> **EXERCISE BRIEF**: Turn each line of the records below into a string in one JSON list, with one string per line and no entries for blank lines.

** START INFORMATION GIVEN **

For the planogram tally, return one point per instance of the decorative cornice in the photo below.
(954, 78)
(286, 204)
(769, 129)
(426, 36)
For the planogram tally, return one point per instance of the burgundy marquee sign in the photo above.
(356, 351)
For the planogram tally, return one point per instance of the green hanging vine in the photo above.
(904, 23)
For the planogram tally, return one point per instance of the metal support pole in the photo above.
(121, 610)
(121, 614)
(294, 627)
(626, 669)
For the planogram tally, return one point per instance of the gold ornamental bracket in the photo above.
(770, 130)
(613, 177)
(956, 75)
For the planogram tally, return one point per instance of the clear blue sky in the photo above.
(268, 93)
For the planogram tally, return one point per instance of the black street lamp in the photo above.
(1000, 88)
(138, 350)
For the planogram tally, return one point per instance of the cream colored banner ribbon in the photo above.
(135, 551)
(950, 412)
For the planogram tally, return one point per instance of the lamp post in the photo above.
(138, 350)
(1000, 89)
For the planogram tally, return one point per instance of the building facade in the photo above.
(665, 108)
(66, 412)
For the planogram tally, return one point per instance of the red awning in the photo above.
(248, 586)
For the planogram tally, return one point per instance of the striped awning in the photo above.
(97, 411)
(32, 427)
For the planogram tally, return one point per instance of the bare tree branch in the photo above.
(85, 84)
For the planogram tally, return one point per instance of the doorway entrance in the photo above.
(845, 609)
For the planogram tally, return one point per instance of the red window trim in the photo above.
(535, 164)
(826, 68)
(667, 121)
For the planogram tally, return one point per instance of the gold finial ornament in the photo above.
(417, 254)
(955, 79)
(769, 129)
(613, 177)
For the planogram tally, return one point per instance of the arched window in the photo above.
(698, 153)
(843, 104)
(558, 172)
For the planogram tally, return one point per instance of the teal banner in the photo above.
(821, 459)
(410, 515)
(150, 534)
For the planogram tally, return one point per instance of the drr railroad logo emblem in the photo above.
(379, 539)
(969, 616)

** END INFORMATION GIVEN **

> **CORRECT RESULT**:
[
  "For the planogram tally, return one point per instance of the decorative cornice in the photo below.",
  "(954, 78)",
  "(286, 204)",
  "(769, 129)",
  "(426, 36)",
  "For the planogram tally, return one point per instance of the burgundy marquee sign in the photo above.",
  "(356, 351)",
  "For the planogram tally, return one point per instance of the green hanging vine in the photo above.",
  "(904, 23)",
  "For the planogram tally, return one point per instance of the metal support pole in the photo above.",
  "(121, 610)",
  "(121, 614)",
  "(294, 627)",
  "(626, 669)",
  "For the planogram tally, return one point per instance of the gold ornamental bracket in the photo above.",
  "(770, 130)",
  "(613, 177)",
  "(956, 75)",
  "For the planogram tally, return one point per instance of the clear blue sky in the photo above.",
  "(268, 93)",
  "For the planogram tally, return one point per instance of the black street lamp in the photo above.",
  "(1000, 88)",
  "(138, 350)",
  "For the planogram tally, return one point per instance of the cream colored banner ribbon in the photo above.",
  "(135, 551)",
  "(950, 412)",
  "For the planogram tally, return one point per instance of the lamp post in the photo above.",
  "(138, 350)",
  "(1000, 89)",
  "For the planogram tally, return one point per instance of the building facade in the photo above.",
  "(665, 108)",
  "(66, 412)",
  "For the planogram tally, return one point per instance of the red awning in the photo above.",
  "(248, 586)",
  "For the planogram tally, return one point per instance of the striped awning in the photo above.",
  "(97, 411)",
  "(32, 427)",
  "For the planogram tally, return one point per instance of the bare tree branch in the photo above.",
  "(85, 84)",
  "For the planogram tally, return one point per instance of the doorway entrance in the photo above.",
  "(845, 609)",
  "For the planogram tally, return one point per instance of the red window trim in the photo above.",
  "(535, 164)",
  "(826, 68)",
  "(667, 121)",
  "For the planogram tally, return one point per instance of the gold finial ornament in the photo above.",
  "(417, 254)",
  "(955, 79)",
  "(769, 129)",
  "(613, 177)",
  "For the planogram tally, return one point per instance of the arched window in the photo above.",
  "(698, 153)",
  "(843, 104)",
  "(558, 172)",
  "For the planogram tally, return one point per instance of the teal banner in the photo above.",
  "(821, 459)",
  "(410, 515)",
  "(150, 534)",
  "For the planogram tally, return one point per instance of the drr railroad logo emblem in the photo above.",
  "(379, 539)",
  "(969, 616)"
]